-- Start INPUT MATERIAL --

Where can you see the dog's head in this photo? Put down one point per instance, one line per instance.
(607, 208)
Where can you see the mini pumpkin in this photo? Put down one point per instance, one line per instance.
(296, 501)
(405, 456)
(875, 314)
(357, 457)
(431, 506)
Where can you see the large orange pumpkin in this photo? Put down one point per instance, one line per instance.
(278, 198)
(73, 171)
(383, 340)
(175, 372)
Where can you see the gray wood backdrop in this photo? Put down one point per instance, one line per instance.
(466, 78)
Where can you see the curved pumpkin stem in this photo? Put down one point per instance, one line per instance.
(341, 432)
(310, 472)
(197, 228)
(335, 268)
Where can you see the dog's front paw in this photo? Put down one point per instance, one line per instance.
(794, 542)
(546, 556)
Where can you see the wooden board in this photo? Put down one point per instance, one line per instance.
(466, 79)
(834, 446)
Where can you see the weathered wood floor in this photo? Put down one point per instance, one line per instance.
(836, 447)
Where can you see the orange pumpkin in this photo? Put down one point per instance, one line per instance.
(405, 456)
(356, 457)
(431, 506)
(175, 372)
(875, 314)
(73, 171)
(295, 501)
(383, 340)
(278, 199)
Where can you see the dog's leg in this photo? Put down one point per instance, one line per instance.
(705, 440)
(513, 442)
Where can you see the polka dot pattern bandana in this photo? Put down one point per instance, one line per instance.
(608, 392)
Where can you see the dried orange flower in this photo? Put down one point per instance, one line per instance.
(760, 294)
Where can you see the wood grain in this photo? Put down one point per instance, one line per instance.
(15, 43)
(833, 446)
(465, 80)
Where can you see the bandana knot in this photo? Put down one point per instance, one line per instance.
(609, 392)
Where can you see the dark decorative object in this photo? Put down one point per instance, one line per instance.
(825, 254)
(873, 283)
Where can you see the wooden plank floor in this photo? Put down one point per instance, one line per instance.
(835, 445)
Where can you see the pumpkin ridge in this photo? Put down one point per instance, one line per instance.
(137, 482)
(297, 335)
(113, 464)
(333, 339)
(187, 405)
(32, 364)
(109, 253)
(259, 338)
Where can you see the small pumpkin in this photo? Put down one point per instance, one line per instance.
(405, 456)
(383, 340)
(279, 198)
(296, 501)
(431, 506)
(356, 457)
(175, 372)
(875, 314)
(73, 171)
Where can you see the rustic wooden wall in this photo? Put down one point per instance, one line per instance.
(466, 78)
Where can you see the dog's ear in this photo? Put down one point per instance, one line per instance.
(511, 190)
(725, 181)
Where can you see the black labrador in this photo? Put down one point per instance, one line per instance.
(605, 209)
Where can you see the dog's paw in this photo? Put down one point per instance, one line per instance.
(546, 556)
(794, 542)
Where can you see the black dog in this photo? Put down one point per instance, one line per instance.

-- End INPUT MATERIAL --

__WHAT YOU HAVE TO DO__.
Reproduce the stretch of records from the line containing "Where can you see the small" through the end of the records, both ends included, with every line kept and the requests included. Add 68 to each coordinate in the answers.

__ANSWER__.
Where can you see the small pumpkin in this photo? Put down one point per instance, one line per instance.
(473, 524)
(451, 408)
(347, 266)
(364, 569)
(499, 574)
(424, 525)
(243, 440)
(943, 382)
(141, 239)
Where can you see the rustic wooden wall in this photo? Put down one point per instance, one line per instance.
(534, 146)
Where can you see the dog's ear in this photo? Put down one point per instance, one line per instance.
(579, 258)
(793, 249)
Where can you see the black labrador in this photo? Put down one point per instance, one line per instance.
(673, 277)
Where can you see the dog's paw in this photo? Put down one point per instance, one line per instance.
(614, 624)
(862, 610)
Where can you see the black dog in this photo? Put down one point per instance, one line per instance.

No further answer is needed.